Given instruction:
Your task is to reproduce the material exactly.

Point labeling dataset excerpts

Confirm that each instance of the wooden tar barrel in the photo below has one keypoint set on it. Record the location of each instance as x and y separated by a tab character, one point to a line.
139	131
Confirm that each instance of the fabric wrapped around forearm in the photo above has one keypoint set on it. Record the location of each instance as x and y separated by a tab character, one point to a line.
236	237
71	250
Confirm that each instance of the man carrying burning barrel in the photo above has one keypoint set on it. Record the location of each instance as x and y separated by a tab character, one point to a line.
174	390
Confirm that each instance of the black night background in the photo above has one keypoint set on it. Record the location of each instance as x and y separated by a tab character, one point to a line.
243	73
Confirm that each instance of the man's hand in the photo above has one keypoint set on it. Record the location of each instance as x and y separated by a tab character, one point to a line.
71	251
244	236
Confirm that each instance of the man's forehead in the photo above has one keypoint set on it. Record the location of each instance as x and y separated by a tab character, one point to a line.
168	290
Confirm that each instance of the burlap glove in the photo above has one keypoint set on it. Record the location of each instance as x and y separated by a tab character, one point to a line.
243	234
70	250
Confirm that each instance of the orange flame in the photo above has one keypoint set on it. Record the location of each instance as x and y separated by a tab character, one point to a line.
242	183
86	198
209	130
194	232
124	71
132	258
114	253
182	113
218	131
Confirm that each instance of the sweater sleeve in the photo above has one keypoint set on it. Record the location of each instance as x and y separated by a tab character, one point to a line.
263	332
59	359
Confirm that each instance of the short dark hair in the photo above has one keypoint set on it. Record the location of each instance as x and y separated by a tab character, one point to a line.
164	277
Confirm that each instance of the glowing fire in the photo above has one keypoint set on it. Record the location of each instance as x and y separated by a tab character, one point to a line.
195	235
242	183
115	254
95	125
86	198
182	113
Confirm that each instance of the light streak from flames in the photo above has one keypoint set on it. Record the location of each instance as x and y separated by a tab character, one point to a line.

Result of the exercise:
Confirm that each instance of the wooden tar barrel in the photo below has one keypoint set on it. Record the location of each instance as x and y separated by a tab character, one point to a line.
139	131
Confirm that each instance of the fabric wrapped around forearm in the photo above has one keypoint set on it. Record the location of each instance as x and y separated by a tab character, one point to a line.
236	237
71	250
Confirm that each instance of the man carrying burning barrel in the photo above has one keypoint set on it. Record the location of each instance as x and y separated by a tab character, one point to a line.
174	390
Confirm that each instance of the black night background in the photo above has one keypoint set on it. Record the location of each instance as x and y separated by a tab character, one point to a line.
243	73
Confirm that each instance of the man's hand in the photo above has one keypoint set on it. Record the location of each instance as x and y separated by a tab character, one point to a line.
71	251
244	236
Confirm that each instance of the man's forehead in the photo above has one keypoint set on it. Record the location of each instance as x and y separated by a tab character, one point to a line.
168	290
Confirm that each instance of the burlap glove in the photo above has one keypoint set on it. Record the location of each instance as x and y separated by a tab character, one point to a line.
243	234
70	250
Confirm that each instance of the orange flame in the photo above has one keypoint set on it. Record the location of each instance as x and y separated by a tab character, one point to a line.
242	183
86	198
209	130
194	232
124	71
132	258
114	253
182	113
218	131
Confirm that each instance of the sweater sleeve in the photo above has one keypoint set on it. Record the location of each instance as x and y separated by a tab character, one point to a line.
263	332
59	359
Confirm that each instance of the short dark hair in the photo above has one keypoint set on it. Record the location of each instance as x and y separated by a tab character, one point to a line.
164	277
Confirm that each instance of the glowing fire in the photo above has one keypoint set on it. Record the location of each instance as x and y separated by a tab character, one point to a line.
195	235
242	183
115	254
95	125
86	198
182	113
Confirm that each instance of the light streak from flames in the photo above has one keypoint set on it. Record the location of each instance as x and y separated by a tab character, one point to a line.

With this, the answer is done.